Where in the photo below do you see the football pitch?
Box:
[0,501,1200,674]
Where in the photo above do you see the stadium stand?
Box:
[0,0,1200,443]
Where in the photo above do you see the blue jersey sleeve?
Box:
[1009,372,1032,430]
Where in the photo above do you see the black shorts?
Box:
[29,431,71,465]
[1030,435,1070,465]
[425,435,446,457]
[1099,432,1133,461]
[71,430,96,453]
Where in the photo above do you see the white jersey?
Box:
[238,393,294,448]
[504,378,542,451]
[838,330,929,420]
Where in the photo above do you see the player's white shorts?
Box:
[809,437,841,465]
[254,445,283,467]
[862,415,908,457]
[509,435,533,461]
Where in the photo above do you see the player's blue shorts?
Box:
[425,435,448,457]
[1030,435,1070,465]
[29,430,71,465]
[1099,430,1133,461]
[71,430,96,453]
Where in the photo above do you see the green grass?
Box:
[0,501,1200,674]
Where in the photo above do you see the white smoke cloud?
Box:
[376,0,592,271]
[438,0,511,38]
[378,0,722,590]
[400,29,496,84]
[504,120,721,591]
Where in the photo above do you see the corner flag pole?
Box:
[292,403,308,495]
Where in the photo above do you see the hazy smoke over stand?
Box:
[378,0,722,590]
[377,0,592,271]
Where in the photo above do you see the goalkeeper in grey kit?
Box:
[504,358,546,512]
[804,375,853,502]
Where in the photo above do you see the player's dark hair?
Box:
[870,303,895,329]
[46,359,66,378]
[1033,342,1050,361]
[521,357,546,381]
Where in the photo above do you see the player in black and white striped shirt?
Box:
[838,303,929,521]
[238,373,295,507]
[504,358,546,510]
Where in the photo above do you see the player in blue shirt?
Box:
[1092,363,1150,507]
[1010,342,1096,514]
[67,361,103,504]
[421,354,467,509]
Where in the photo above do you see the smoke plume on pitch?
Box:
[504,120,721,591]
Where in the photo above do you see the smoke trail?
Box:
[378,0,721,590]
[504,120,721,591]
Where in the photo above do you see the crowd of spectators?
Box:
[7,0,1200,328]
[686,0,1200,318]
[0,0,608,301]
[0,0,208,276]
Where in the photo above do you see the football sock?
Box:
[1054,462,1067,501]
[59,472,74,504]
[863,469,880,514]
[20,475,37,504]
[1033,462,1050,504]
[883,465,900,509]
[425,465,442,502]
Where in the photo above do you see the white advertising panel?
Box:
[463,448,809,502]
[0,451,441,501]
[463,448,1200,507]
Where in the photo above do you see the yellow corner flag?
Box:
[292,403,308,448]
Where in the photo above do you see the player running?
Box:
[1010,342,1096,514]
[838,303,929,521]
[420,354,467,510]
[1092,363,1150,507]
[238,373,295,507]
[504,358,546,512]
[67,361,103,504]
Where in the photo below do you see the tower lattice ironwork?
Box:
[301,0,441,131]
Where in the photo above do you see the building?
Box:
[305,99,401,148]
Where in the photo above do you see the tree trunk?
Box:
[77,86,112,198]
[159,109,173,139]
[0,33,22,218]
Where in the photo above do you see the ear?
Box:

**REQUIRED WORK**
Turn the lines starting at the one containing "Where in the photo above do you see the white smoke" and ending at the one containing "[804,375,853,502]" into a Markdown table with columns Num and Line, numbering each line in Num and skipping blank lines.

**THE RESULT**
| Num | Line |
|---|---|
| 1 | Where in the photo above do you see the white smoke cloud? |
| 2 | Box: |
| 3 | [376,0,592,271] |
| 4 | [438,0,511,38] |
| 5 | [378,0,722,590] |
| 6 | [400,29,496,84] |
| 7 | [504,120,721,591] |
| 8 | Where in the photo above do you see the corner flag pole? |
| 9 | Box: |
| 10 | [292,403,308,495] |
| 11 | Where in the photo above do you see the hazy smoke over stand? |
| 12 | Box: |
| 13 | [378,0,722,590] |
| 14 | [377,0,592,271] |
| 15 | Where in the photo above do you see the goalkeeper in grey kit? |
| 16 | Box: |
| 17 | [504,358,546,512] |
| 18 | [804,375,853,502] |